§ **Reading passage**
-=-=-
= Immaculée Birhaheka =

Congolese human rights activist

Immaculée Birhaheka (born 1960) is a human rights activist from Democratic Republic of Congo. She is co-founder and president of the women's rights organization Promotion et Appui aux Initiatives Feminines (PAIF) which works to combat sexual violence and increase the participation of women in civic life.

== Early life and education ==
Birhaheka was born in a rural part of South Kivu in 1960. She studied rural development as a college student in Bukavu. Her interest in improving the lives of women first began while working on a nutrition study looking at the types of labor done by rural women. This area of study would become the subject of her college thesis.

After witnessing the marginalization of women in Congolese society, both in the rural communities she studied and in her own experiences of higher education, Birhaheka began speaking up in favor of women's rights.

== Career ==
Birhaheka began working for an NGO after completing her university studies. She was hired to work on gender issues as part of their women's department, but encountered the same patriarchal culture within the organization itself. After working on behalf of several other NGOs, and becoming frustrated with the way women were universally sidelined, she and her colleagues decided to create a new NGO to focus specifically on women and women's rights. They founded PAIF, or Promotion et Appui aux Initiatives Feminines (Promotion and Support of Women's Initiatives) in Goma in 1992.

The initial mission of PAIF was to improve women's status in public life: to stop women from being relegated to housework and the home, and instead educate them and facilitate their participation in politics, the law, and human rightscauses. They began by working on water supply systems, to allow girls who would otherwise have to fetch water in the mornings to attend school. PAIF also worked to educate both men and women in rural communities about women's rights, using radio stations to promote "the inclusion of women as a development strategy".

PAIF later broadened its mission to include advocacy on behalf of victims of sexual violence. In the aftermath of the Rwandan genocide in 1994, as conflict escalated in the region, Birhaheka became aware of the prevalence of victims of wartime sexual violence among the displaced persons she was working with. She worked to raise awareness of rape as a tactic of war, and to support survivors. PAIF began to provide legal and medical support, especially for those who have been disowned by their families, and to operate a safe house in Goma.

The organization also advocated for greater enforcement and prosecution of rape as a crime. In 2006 PAIF successfully campaigned for reform in the DRC's laws pertaining to rape, including increased penalties for perpetrators. Amid ongoing violence in the region, Birhaheka and PAIF continue to raise awareness of issues like sexual exploitation of minors.

Because of her work on behalf of women and survivors of sexual violence, Birhaheka received death threats from within the government and from militia groups. She was detained twice by the Congolese Intelligence Service.

== Awards ==
Immaculée Birhaheka was a recipient of the 2000 Martin Ennals Award for human rights defenders.

She received the 2006 Democracy Award from the National Endowment for Democracy (NED).
-=-=-
§ **Data section**
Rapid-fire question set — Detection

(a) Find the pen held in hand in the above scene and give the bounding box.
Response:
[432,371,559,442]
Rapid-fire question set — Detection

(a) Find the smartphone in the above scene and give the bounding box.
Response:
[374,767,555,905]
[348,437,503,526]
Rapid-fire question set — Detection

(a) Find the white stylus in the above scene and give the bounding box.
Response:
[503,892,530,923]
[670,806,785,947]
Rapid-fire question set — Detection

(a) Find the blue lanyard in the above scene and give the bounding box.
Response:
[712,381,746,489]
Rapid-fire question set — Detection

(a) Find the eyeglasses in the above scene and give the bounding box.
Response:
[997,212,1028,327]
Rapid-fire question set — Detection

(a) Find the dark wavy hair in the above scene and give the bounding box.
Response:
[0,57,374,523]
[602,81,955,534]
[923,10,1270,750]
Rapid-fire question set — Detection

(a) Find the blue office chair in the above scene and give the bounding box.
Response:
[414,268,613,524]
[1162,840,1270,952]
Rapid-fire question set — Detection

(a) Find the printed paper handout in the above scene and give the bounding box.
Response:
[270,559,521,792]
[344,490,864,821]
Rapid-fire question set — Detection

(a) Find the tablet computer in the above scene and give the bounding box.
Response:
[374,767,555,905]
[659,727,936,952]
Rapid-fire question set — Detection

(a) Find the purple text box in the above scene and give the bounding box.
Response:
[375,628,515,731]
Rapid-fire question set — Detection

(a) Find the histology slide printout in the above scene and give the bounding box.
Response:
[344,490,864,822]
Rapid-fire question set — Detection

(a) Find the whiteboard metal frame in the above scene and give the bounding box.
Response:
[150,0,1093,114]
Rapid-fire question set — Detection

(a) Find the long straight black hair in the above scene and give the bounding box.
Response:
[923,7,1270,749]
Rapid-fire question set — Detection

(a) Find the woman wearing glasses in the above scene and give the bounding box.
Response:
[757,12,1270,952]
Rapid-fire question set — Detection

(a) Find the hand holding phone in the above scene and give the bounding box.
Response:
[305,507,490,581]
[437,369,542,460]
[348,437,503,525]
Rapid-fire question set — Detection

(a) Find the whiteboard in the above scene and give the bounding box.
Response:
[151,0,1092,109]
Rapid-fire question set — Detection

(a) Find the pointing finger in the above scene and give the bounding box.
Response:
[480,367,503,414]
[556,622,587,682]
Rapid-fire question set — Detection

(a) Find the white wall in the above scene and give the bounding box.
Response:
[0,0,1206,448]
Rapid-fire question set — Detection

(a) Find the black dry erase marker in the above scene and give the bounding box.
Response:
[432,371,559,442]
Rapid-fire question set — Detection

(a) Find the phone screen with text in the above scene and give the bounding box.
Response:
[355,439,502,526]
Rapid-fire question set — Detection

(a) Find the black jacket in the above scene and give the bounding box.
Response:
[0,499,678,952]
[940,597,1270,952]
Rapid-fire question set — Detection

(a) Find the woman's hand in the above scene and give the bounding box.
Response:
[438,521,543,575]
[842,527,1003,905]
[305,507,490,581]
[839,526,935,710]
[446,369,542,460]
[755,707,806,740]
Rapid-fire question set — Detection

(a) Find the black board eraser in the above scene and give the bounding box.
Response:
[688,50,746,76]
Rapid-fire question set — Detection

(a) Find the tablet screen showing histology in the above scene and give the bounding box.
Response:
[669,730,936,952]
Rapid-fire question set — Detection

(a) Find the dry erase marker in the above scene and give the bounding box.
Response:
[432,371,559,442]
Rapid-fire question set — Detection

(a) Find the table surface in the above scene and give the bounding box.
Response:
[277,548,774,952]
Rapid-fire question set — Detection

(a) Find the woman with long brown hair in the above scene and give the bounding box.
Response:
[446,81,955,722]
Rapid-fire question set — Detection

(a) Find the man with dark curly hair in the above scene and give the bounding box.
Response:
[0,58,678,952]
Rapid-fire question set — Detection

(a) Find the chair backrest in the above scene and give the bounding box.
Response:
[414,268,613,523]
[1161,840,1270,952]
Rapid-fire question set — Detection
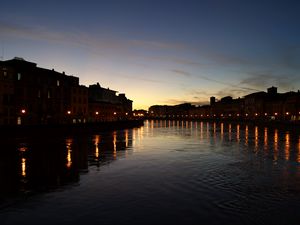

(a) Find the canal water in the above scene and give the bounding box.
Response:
[0,120,300,225]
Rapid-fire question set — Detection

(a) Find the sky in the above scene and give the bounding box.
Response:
[0,0,300,109]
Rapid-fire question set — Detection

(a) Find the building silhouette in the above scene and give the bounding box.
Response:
[148,87,300,121]
[0,57,132,125]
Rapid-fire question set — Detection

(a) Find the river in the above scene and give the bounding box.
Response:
[0,120,300,225]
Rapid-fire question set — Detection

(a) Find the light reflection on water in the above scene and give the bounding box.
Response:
[0,120,300,224]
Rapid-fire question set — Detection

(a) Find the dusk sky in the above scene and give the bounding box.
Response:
[0,0,300,109]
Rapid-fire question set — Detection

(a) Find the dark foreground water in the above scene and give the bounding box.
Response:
[0,121,300,225]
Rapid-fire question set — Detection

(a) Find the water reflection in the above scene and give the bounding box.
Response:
[0,129,133,200]
[145,120,300,164]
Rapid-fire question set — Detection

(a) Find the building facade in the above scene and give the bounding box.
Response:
[0,58,132,125]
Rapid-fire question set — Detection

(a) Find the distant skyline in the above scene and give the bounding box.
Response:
[0,0,300,109]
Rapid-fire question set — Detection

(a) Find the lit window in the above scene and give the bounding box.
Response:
[17,116,22,125]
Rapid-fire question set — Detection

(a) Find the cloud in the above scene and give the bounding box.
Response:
[116,75,162,84]
[280,45,300,70]
[0,21,184,54]
[240,71,299,90]
[171,69,191,77]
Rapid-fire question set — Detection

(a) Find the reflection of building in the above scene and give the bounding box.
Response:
[0,58,132,125]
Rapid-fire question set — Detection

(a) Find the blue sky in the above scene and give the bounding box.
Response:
[0,0,300,109]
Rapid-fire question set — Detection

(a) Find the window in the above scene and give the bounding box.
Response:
[17,116,22,125]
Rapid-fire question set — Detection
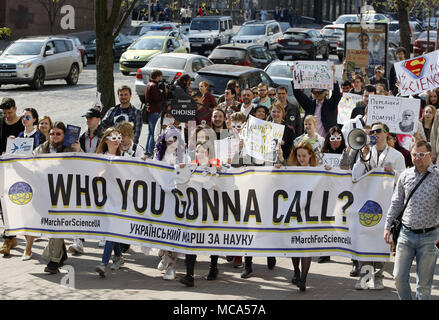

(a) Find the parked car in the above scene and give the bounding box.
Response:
[320,25,344,53]
[389,21,423,46]
[413,30,437,56]
[264,60,311,105]
[191,64,277,97]
[140,29,191,53]
[126,22,178,43]
[275,28,329,60]
[232,20,282,49]
[84,33,131,63]
[119,36,186,76]
[188,16,234,54]
[209,43,276,69]
[135,53,213,103]
[0,36,82,90]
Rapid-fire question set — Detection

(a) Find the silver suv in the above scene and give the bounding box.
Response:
[0,37,83,90]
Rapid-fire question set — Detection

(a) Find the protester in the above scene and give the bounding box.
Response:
[277,86,303,139]
[144,69,164,157]
[384,141,439,300]
[420,104,436,142]
[287,141,317,292]
[238,89,256,117]
[0,97,24,256]
[252,82,275,108]
[352,122,405,290]
[290,65,341,137]
[33,121,82,274]
[37,116,52,141]
[351,84,376,119]
[96,127,125,278]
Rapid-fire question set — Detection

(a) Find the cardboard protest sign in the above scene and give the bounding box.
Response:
[366,95,421,135]
[346,49,369,68]
[337,93,363,124]
[345,22,388,78]
[395,50,439,97]
[6,138,34,155]
[322,153,341,168]
[293,61,334,90]
[242,116,285,162]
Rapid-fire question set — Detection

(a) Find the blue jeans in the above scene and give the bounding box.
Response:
[145,112,160,155]
[102,240,122,264]
[393,226,439,300]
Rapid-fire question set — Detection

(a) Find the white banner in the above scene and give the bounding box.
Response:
[337,92,363,124]
[366,95,421,135]
[242,115,285,162]
[0,153,393,261]
[293,61,334,90]
[395,50,439,97]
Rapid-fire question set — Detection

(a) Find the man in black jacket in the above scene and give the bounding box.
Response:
[291,65,341,137]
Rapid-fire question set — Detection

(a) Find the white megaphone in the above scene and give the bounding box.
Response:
[348,128,376,150]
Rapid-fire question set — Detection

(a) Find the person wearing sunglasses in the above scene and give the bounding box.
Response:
[290,65,341,137]
[352,122,406,290]
[33,121,83,274]
[384,140,439,300]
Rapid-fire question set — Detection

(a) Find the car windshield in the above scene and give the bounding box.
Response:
[209,48,247,59]
[3,41,44,56]
[147,56,186,70]
[238,26,265,36]
[323,28,343,36]
[191,20,219,30]
[130,38,165,50]
[266,64,292,78]
[334,16,360,24]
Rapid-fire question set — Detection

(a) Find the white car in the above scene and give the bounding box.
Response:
[0,36,83,90]
[232,20,283,49]
[135,53,213,103]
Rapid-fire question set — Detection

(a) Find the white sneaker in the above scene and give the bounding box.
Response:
[163,266,175,280]
[96,263,108,278]
[157,253,169,271]
[111,256,125,270]
[69,239,84,254]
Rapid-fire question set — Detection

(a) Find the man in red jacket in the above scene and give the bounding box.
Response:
[145,70,164,156]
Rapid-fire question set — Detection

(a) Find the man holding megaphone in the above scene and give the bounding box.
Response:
[348,122,405,290]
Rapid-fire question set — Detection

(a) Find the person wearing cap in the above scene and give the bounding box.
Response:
[79,108,103,153]
[277,86,303,140]
[290,65,341,137]
[369,65,389,91]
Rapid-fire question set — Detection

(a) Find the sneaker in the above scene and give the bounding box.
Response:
[163,266,175,280]
[157,253,169,271]
[111,256,125,270]
[44,261,59,274]
[96,263,108,278]
[180,274,194,287]
[241,267,253,279]
[69,239,84,254]
[369,277,384,290]
[207,268,218,281]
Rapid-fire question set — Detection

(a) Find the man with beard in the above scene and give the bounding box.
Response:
[34,121,83,274]
[102,85,143,143]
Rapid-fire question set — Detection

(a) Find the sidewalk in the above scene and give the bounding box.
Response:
[0,232,439,301]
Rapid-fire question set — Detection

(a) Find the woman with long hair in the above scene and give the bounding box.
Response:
[287,141,317,292]
[96,127,124,278]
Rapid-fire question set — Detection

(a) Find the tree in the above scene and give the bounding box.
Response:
[94,0,137,114]
[38,0,66,34]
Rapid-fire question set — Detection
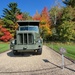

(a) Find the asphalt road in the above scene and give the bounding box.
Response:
[0,46,75,75]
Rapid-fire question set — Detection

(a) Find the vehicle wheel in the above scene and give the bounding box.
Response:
[13,50,18,55]
[37,48,42,55]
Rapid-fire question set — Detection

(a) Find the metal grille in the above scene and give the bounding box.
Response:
[18,33,34,44]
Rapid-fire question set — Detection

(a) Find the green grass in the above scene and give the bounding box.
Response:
[0,43,9,53]
[45,43,75,60]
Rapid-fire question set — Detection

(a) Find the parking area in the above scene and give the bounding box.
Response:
[0,46,75,75]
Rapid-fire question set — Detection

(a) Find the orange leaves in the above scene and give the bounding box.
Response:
[33,11,41,20]
[16,14,23,20]
[40,7,52,40]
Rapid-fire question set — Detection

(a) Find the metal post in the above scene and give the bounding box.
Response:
[62,54,64,69]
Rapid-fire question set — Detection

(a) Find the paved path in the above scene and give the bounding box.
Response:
[0,46,75,75]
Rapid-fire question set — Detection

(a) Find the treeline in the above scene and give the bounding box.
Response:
[0,0,75,42]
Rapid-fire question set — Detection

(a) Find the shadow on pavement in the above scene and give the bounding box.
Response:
[43,59,75,72]
[43,59,61,68]
[65,67,75,72]
[7,51,32,57]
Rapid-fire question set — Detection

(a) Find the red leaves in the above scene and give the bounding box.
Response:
[33,11,41,20]
[16,14,23,20]
[0,26,12,42]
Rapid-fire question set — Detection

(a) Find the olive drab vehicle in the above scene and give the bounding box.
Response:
[10,20,43,55]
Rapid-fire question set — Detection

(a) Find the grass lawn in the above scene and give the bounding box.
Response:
[45,43,75,60]
[0,43,9,53]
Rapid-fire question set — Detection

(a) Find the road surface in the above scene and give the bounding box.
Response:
[0,46,75,75]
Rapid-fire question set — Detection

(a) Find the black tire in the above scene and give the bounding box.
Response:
[37,48,42,55]
[13,50,18,55]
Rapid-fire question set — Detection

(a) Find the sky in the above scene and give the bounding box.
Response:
[0,0,64,17]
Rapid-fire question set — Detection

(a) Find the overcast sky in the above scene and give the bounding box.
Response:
[0,0,64,17]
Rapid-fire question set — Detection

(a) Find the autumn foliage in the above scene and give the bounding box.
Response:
[0,26,12,42]
[33,7,52,40]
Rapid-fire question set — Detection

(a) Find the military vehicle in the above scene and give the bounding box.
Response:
[10,20,43,55]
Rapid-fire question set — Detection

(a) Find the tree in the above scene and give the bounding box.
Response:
[57,6,75,41]
[62,0,75,7]
[3,3,21,34]
[22,12,32,20]
[40,7,52,40]
[33,11,41,20]
[3,3,21,23]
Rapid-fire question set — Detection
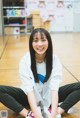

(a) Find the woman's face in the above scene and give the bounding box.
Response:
[32,32,48,55]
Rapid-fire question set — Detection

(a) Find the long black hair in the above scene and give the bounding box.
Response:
[29,28,53,82]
-=-=-
§ **Tasks to perform**
1: Can you rewrite the paragraph of the Immaculée Birhaheka article that begins "PAIF later broadened its mission" as a short bulleted list that keeps its main facts?
2: In the Immaculée Birhaheka article, what is the exact text starting with "The organization also" and going on through "Congolese Intelligence Service."? Write it out.

§ **Solutions**
1:
- PAIF expanded its mission to include advocacy for victims of sexual violence.
- After the 1994 Rwandan genocide, as conflict in the region escalated, Birhaheka saw how many of the displaced people she worked with were victims of wartime sexual violence.
- She raised awareness of rape as a tactic of war and supported survivors.
- PAIF began providing legal and medical support, especially to survivors disowned by their families.
- PAIF began operating a safe house in Goma.

2:
The organization also advocated for greater enforcement and prosecution of rape as a crime. In 2006 PAIF successfully campaigned for reform in the DRC's laws pertaining to rape, including increased penalties for perpetrators. Amid ongoing violence in the region, Birhaheka and PAIF continue to raise awareness of issues like sexual exploitation of minors.

Because of her work on behalf of women and survivors of sexual violence, Birhaheka received death threats from within the government and from militia groups. She was detained twice by the Congolese Intelligence Service.